Indichi quante righe delle voci riportate di seguito contengono la stringa "white". Risponda soltanto con il numero.

(Dati raccolti)
----

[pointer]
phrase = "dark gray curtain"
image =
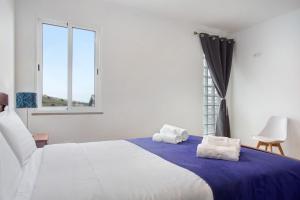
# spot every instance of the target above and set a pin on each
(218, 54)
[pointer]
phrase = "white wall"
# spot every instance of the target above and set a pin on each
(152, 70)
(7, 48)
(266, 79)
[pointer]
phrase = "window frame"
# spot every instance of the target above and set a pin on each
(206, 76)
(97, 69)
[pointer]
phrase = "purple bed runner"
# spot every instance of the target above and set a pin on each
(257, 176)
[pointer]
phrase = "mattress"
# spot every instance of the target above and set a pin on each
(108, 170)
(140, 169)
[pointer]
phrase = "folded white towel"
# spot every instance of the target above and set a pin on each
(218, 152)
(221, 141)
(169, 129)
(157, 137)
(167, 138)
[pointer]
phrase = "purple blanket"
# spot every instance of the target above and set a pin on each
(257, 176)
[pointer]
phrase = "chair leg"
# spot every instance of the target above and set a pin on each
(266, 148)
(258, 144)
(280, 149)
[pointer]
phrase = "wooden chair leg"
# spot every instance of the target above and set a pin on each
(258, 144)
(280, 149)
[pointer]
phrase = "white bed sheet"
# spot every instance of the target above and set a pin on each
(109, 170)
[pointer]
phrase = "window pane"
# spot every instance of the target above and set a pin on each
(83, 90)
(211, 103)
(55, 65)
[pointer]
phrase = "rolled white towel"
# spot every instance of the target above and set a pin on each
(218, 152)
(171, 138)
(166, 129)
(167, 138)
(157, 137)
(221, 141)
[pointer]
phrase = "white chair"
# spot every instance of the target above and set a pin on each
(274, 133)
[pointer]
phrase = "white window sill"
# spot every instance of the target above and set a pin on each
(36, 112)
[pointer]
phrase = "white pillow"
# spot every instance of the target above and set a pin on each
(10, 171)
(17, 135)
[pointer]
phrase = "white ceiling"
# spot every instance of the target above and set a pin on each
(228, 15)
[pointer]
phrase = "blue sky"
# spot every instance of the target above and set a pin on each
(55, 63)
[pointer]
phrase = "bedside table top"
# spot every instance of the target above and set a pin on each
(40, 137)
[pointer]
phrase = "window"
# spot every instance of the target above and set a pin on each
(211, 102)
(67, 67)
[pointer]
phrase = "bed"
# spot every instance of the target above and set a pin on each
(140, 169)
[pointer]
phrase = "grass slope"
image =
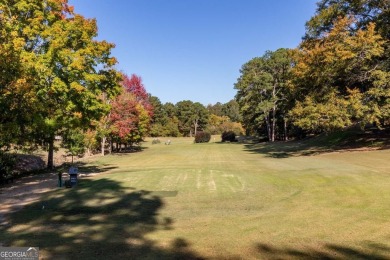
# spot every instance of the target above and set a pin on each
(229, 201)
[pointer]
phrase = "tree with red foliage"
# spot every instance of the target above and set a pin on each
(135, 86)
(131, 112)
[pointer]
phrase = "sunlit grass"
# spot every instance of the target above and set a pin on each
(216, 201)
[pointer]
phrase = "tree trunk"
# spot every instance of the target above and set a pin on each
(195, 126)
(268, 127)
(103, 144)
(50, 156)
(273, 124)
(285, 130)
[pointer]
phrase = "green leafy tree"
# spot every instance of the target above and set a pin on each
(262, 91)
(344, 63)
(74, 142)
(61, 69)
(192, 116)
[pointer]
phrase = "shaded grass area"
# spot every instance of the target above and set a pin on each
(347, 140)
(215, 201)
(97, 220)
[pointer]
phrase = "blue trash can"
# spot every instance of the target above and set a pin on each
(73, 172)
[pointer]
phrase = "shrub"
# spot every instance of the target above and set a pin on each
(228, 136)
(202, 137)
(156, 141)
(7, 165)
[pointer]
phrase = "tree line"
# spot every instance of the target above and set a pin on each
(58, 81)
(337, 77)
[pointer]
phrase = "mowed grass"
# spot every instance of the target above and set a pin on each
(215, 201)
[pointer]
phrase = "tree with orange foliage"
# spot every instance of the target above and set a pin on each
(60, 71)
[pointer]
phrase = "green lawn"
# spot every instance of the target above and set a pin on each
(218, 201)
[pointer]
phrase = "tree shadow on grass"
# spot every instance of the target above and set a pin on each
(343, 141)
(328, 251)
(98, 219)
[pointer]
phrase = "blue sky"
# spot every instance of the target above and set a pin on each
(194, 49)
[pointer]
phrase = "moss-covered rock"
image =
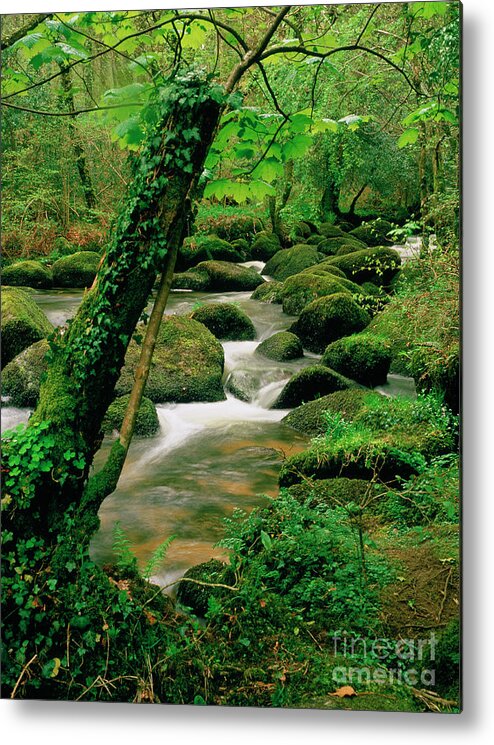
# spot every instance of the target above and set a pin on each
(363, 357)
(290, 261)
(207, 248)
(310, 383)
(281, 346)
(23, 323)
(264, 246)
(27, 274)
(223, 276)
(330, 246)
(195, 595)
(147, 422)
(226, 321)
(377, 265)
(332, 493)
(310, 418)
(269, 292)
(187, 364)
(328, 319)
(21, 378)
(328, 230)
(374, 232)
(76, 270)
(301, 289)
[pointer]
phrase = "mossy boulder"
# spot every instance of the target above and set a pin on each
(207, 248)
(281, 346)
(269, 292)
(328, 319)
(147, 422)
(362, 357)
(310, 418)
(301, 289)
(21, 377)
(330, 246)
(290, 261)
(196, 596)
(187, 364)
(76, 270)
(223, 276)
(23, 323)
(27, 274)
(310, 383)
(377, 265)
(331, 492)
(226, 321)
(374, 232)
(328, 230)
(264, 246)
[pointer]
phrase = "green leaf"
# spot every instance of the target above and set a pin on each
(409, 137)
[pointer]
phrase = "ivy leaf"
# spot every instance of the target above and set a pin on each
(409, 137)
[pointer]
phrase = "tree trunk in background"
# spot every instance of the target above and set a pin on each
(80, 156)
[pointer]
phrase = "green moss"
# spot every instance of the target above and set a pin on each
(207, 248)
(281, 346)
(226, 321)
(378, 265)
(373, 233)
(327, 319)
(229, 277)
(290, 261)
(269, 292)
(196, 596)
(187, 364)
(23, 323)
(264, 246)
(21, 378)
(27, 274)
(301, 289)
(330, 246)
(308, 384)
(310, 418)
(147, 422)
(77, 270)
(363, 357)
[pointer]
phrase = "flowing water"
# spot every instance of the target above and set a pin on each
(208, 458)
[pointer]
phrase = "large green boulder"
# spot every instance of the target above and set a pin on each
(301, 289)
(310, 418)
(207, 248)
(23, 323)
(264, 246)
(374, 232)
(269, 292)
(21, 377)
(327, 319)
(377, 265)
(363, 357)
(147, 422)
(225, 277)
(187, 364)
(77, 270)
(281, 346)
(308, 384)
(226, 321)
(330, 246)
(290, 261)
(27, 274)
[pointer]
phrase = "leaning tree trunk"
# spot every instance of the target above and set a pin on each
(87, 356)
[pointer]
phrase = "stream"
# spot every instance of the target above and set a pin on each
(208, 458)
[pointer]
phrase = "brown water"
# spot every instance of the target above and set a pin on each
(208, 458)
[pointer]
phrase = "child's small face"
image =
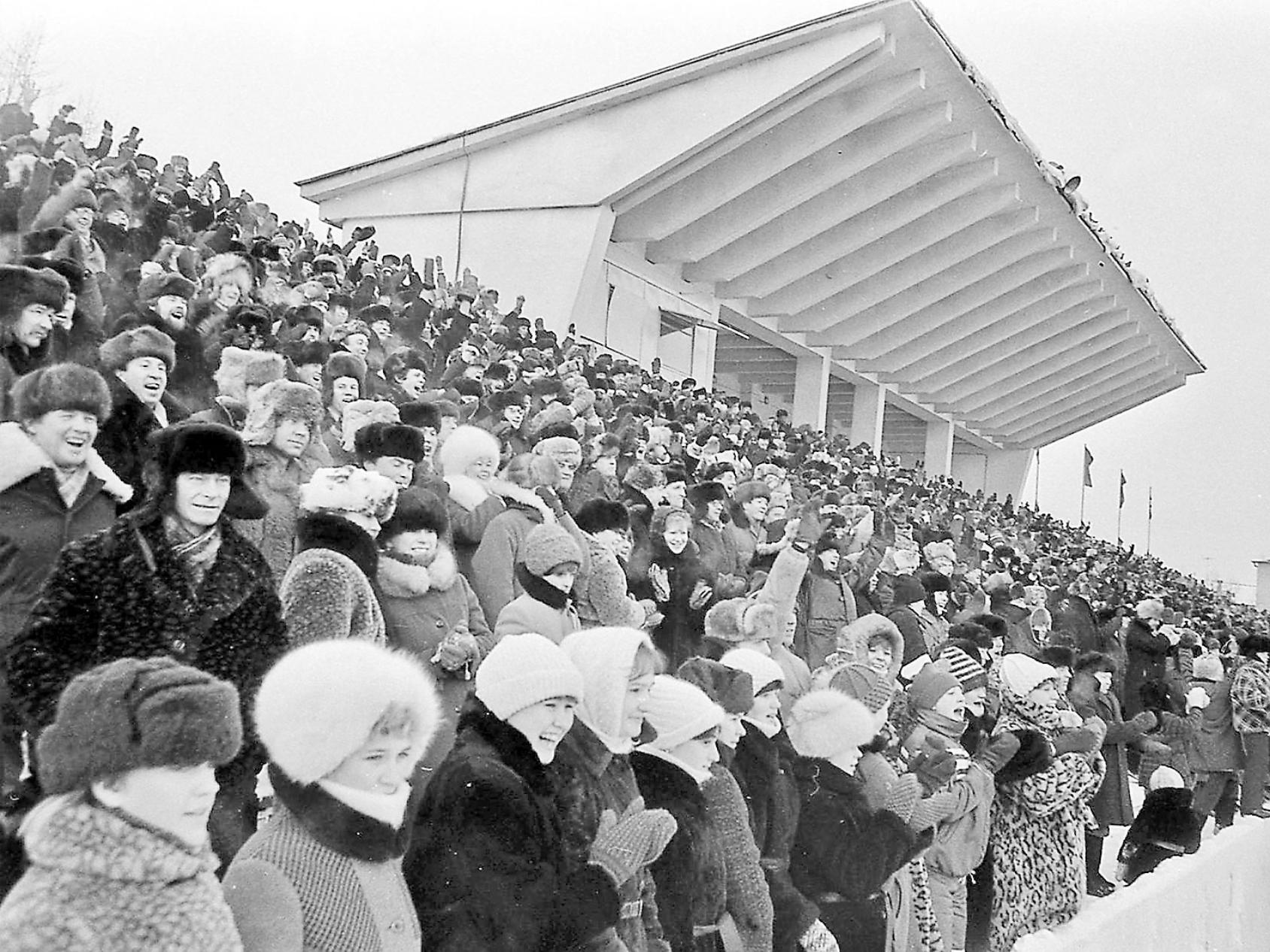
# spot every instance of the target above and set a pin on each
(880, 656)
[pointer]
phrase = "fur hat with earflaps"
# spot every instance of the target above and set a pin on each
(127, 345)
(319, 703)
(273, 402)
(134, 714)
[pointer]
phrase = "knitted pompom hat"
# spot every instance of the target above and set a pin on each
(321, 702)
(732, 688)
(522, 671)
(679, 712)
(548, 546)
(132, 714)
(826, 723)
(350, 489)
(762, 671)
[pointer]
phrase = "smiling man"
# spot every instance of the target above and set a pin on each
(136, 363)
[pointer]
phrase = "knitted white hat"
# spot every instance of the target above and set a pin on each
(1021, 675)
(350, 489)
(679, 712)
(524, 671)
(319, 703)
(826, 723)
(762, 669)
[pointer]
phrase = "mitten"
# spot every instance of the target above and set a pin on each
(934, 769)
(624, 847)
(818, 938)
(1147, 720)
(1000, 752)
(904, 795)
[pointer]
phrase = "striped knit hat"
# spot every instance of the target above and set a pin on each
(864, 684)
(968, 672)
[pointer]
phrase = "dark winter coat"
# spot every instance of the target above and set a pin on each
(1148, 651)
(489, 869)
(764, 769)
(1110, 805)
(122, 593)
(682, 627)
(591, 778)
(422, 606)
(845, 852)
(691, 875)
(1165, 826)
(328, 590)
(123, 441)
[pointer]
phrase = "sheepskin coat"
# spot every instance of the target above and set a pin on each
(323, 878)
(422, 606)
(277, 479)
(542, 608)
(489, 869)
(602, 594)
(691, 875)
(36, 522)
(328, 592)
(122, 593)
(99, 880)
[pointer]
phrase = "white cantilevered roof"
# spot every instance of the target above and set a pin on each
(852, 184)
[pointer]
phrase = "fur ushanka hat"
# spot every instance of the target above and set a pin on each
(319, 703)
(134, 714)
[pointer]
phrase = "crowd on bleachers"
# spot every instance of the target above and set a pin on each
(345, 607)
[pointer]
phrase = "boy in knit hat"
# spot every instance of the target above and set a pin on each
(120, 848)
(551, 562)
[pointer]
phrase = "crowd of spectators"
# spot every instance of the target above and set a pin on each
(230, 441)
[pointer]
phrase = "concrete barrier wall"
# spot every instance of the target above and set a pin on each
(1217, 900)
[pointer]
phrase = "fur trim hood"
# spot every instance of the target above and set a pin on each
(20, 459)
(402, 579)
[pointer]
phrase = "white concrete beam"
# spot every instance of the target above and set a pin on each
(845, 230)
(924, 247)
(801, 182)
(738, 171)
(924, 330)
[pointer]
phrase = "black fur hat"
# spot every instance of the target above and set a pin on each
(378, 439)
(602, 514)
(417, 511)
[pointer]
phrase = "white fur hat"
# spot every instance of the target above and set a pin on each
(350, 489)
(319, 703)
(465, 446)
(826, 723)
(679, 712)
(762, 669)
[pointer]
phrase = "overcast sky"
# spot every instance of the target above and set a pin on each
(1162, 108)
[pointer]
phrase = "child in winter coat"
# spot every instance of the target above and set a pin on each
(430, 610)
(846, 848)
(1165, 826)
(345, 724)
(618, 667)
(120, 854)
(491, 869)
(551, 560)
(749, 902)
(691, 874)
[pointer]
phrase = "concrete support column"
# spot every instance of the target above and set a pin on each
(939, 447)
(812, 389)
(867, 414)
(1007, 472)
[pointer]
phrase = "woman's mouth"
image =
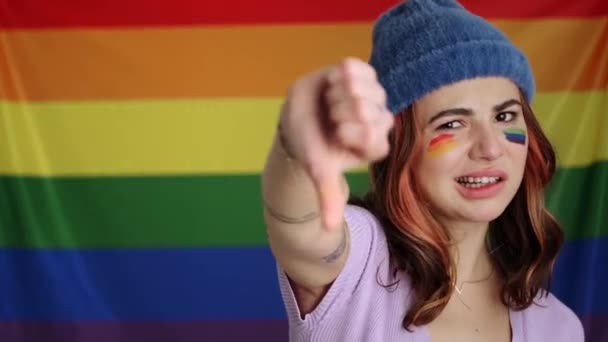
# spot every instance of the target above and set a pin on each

----

• Risultato del compito
12